- [Quoted passage]
[Begin]

Overview: Hawaii is a melting pot of cuisines; tastes of home brought to the islands by immigrants from China, Portugal, Germany, Puerto Rico, the Philippines, Vietnam and Japan. Mix all of those sunny tastes and you get Hawaii’s multicultural fare.
ʻAMAʻAMA – Contemporary Island Cooking
Inspired by a beachside house, ‘AMAʻAMA – Contemporary Island Cooking is a stylish open-air restaurant just steps from the ocean. ʻAMAʻAMA is a fish abundant in these waters, a local favorite. This restaurant, open daily for breakfast, lunch and dinner, is right on the ocean, an attraction in itself.
For breakfast, guests can opt for simple eggs and potatoes, or Belgian waffles. However ʻAMAʻAMA also serves delicious Pacific Rim dishes such as seared island fish or the Japanese breakfast – with Misoyaki Island Catch, tamago, miso soup, steamed rice, and pickled vegetables. The traditional “Loco Moco” breakfast is a sunny-side-up fried egg, white rice and hamburger patty topped with onion gravy. Another guest favorite is a simple Açai Bowl served with berries, banana, granola and local island honey. However the signature breakfast dish is chocolate milk-dipped haupia (pronounced how-pee-YAH) bread French toast stuffed with bananas and peanut butter (haupia is a traditional coconut-milk based sweet pudding.) And Mauka Maile’s 100% Kona press pot coffee is the favorite morning beverage.

[End]

- [Record excerpts]

[Begin]

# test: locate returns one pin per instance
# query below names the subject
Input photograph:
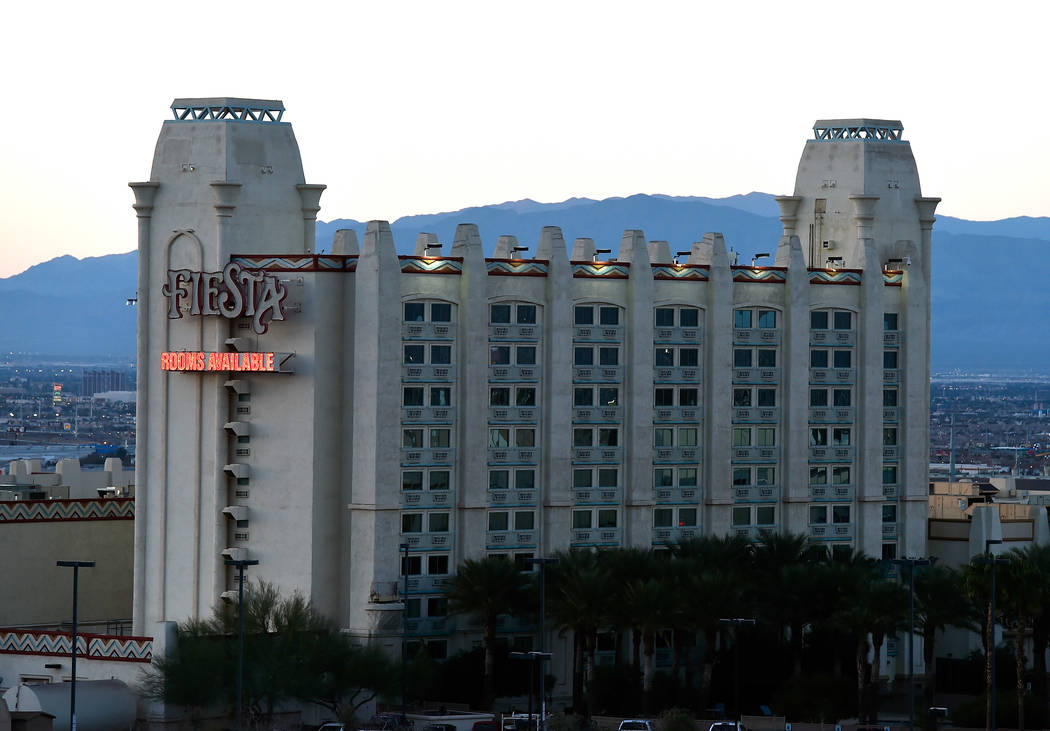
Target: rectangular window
(499, 314)
(440, 438)
(524, 520)
(525, 479)
(414, 354)
(415, 312)
(499, 355)
(441, 312)
(441, 355)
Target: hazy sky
(404, 107)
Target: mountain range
(990, 299)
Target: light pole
(737, 622)
(240, 564)
(543, 563)
(989, 560)
(76, 566)
(911, 563)
(404, 623)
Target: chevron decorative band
(429, 265)
(516, 268)
(589, 270)
(128, 649)
(835, 276)
(29, 510)
(893, 277)
(695, 272)
(316, 263)
(776, 275)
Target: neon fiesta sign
(233, 292)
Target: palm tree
(486, 588)
(578, 598)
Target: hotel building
(315, 412)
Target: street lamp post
(543, 563)
(240, 564)
(404, 623)
(989, 560)
(737, 622)
(911, 563)
(76, 566)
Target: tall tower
(227, 180)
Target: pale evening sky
(419, 107)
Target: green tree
(486, 588)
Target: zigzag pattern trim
(696, 272)
(29, 510)
(516, 268)
(128, 649)
(428, 265)
(775, 275)
(835, 276)
(316, 263)
(588, 270)
(893, 277)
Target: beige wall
(37, 591)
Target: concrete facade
(519, 404)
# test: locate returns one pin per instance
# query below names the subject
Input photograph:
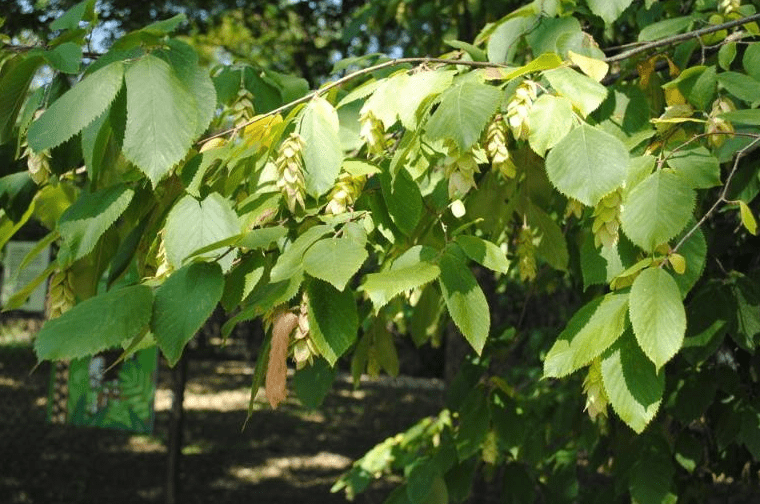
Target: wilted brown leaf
(277, 370)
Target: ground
(283, 456)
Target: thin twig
(374, 68)
(722, 198)
(696, 137)
(680, 38)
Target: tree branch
(680, 38)
(324, 89)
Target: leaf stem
(680, 38)
(324, 89)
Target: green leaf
(584, 92)
(483, 252)
(360, 168)
(19, 297)
(241, 280)
(590, 332)
(192, 224)
(322, 155)
(334, 260)
(726, 55)
(740, 85)
(463, 113)
(476, 53)
(546, 61)
(551, 118)
(425, 484)
(502, 44)
(71, 18)
(84, 222)
(77, 108)
(96, 324)
(665, 28)
(657, 209)
(609, 10)
(751, 60)
(413, 269)
(162, 117)
(587, 164)
(401, 95)
(66, 57)
(465, 300)
(699, 85)
(633, 386)
(552, 246)
(694, 251)
(333, 319)
(290, 261)
(262, 238)
(599, 265)
(183, 303)
(403, 200)
(652, 475)
(16, 77)
(657, 315)
(745, 295)
(698, 166)
(748, 220)
(554, 35)
(264, 297)
(313, 382)
(750, 117)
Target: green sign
(93, 392)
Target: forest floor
(283, 456)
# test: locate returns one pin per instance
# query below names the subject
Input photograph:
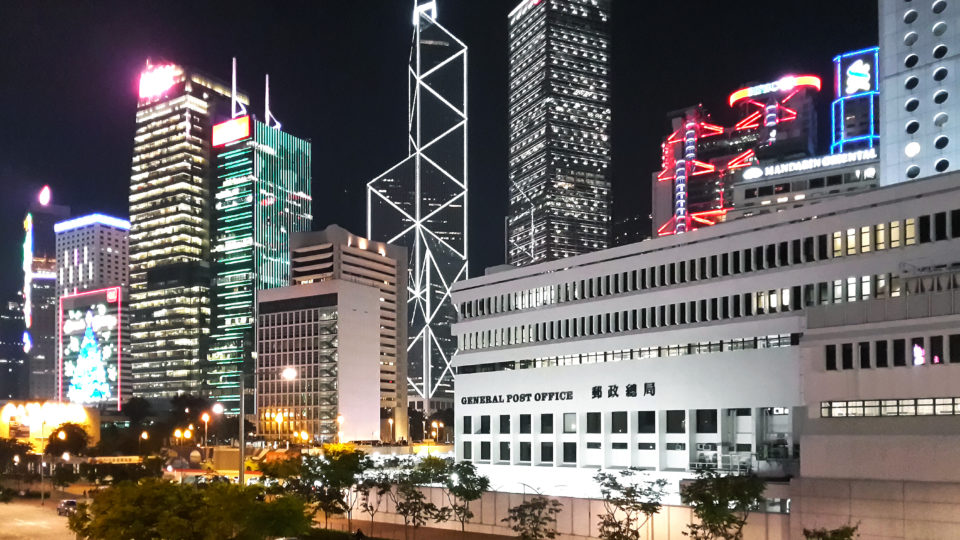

[End]

- [Tasks]
1. Copy the ʻAMAʻAMA restaurant description above word for word, from "Overview: Hawaii is" up to and including "attraction in itself.".
2. Decide whether each statement agrees with the ʻAMAʻAMA restaurant description above. For each, answer yes or no and quote the words of the description that settle it.
(a) ʻAMAʻAMA serves breakfast, lunch and dinner every day.
(b) The Açai Bowl is the restaurant's signature breakfast dish.
(c) The "Loco Moco" includes a hamburger patty topped with onion gravy.
3. Continue the ʻAMAʻAMA restaurant description above from its last sentence.

- [Results of the exercise]
1.
Overview: Hawaii is a melting pot of cuisines; tastes of home brought to the islands by immigrants from China, Portugal, Germany, Puerto Rico, the Philippines, Vietnam and Japan. Mix all of those sunny tastes and you get Hawaii’s multicultural fare.
ʻAMAʻAMA – Contemporary Island Cooking
Inspired by a beachside house, ‘AMAʻAMA – Contemporary Island Cooking is a stylish open-air restaurant just steps from the ocean. ʻAMAʻAMA is a fish abundant in these waters, a local favorite. This restaurant, open daily for breakfast, lunch and dinner, is right on the ocean, an attraction in itself.

2.
(a) Yes: "This restaurant, open daily for breakfast, lunch and dinner"
(b) No: "However the signature breakfast dish is chocolate milk-dipped haupia (pronounced how-pee-YAH) bread French toast stuffed with bananas and peanut butter"
(c) Yes: "white rice and hamburger patty topped with onion gravy"

3.
Lunch features American favorites with a twist: an Angus chuck burger with crispy pork belly, pepper jack cheese and marinated kale; Kālua-roasted pulled pork sandwich in steamed rice buns; and sustainable catch fish tacos with slaw and salsa.
At dinner, ʻAMAʻAMA serves up the best in modern interpretations of Hawaiian cooking. The signature starter is the ʻAMAʻAMA seafood platter, with ceviche, crab legs, jumbo shrimps and oysters. Other appetizers include big eye tuna poke, macaroni au gratin with lobster and Maui onion soup. Main dish entrées range from seafood Thai curry to grilled prime New York striploin. Fresh fish options include the daily sustainable catch and Hawaiian snapper “lau lau,” served with sautéed spinach, Maui onion and tomato-ogo vinaigrette.
Sweet endings include a Mocha Chantilly Cake, with Coffee Kanten, Coffee Anglaise, Macadamia Nut Nougatine and Chocolate Gelato, as well as a Lemon Grass Crème Catalana, with with Coconut Glace, Black Sesame Nougatine and Fresh Coconut Shavings.
The entryway of ʻAMAʻAMA is framed with a design inspired by the ancient fish traps still used by local fishermen, opening into the spacious dining room with a thatched roof, walls of mosaic, rough stone, or painted in cool shades of blue remindful of the waves of the ocean. A concrete fountain and reflecting pool are the restaurant’s fishing-themed focal point.
Makahiki – The Bounty of the Islands
With a buffet that’s open daily for breakfast and dinner, the spirit of the Makahiki – The Bounty of the Islands is celebrated in the fresh and flavorful cuisine.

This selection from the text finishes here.